Work task
How many lines in the records below include "woman"? Answer with the number only.

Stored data
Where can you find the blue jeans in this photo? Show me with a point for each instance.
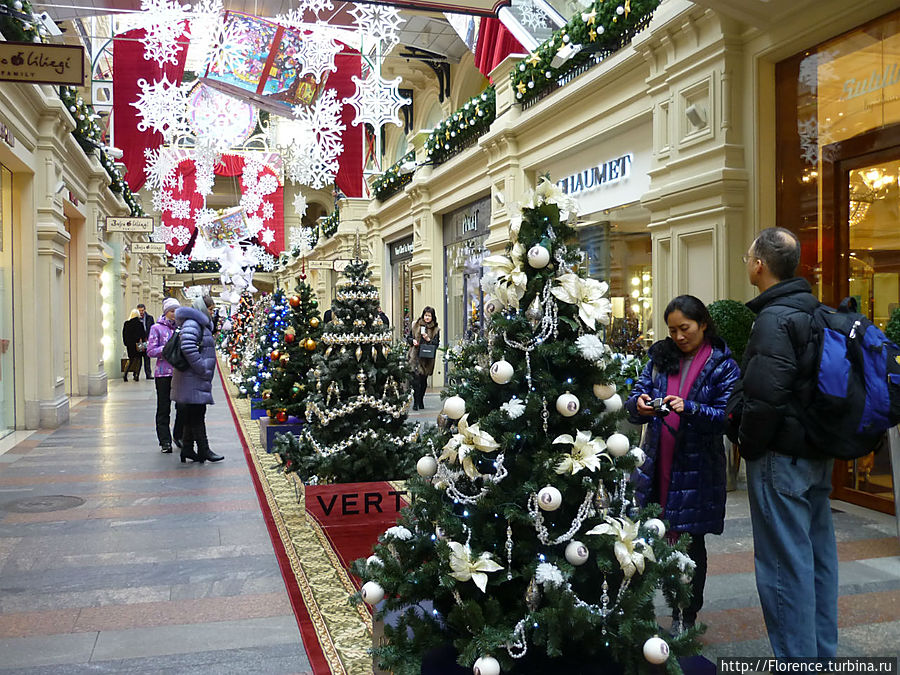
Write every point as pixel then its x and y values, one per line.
pixel 795 553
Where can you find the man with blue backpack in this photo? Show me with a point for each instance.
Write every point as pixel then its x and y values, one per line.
pixel 788 478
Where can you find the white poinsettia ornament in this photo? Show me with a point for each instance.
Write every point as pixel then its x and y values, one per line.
pixel 462 444
pixel 586 453
pixel 587 295
pixel 631 551
pixel 466 568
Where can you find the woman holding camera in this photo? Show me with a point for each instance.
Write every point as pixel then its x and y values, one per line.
pixel 681 395
pixel 424 338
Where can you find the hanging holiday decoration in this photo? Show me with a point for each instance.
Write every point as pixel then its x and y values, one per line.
pixel 379 23
pixel 377 101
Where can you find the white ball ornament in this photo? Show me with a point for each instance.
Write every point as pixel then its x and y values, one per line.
pixel 577 553
pixel 567 404
pixel 604 391
pixel 426 466
pixel 618 445
pixel 657 526
pixel 455 407
pixel 501 371
pixel 372 592
pixel 612 404
pixel 549 498
pixel 486 665
pixel 639 456
pixel 656 650
pixel 538 257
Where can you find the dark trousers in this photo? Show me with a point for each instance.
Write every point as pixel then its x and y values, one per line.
pixel 194 426
pixel 697 552
pixel 164 412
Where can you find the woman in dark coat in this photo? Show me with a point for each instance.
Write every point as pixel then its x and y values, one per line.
pixel 133 336
pixel 424 331
pixel 192 388
pixel 693 373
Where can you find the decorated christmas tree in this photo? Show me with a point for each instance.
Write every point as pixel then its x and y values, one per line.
pixel 523 549
pixel 265 349
pixel 356 414
pixel 288 387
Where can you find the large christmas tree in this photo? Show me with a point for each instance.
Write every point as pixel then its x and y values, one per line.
pixel 287 387
pixel 523 547
pixel 356 414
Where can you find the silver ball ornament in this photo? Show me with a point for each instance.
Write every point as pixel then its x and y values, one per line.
pixel 577 553
pixel 567 404
pixel 549 498
pixel 618 445
pixel 501 371
pixel 372 592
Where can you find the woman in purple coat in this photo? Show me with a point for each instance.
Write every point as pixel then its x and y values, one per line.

Task response
3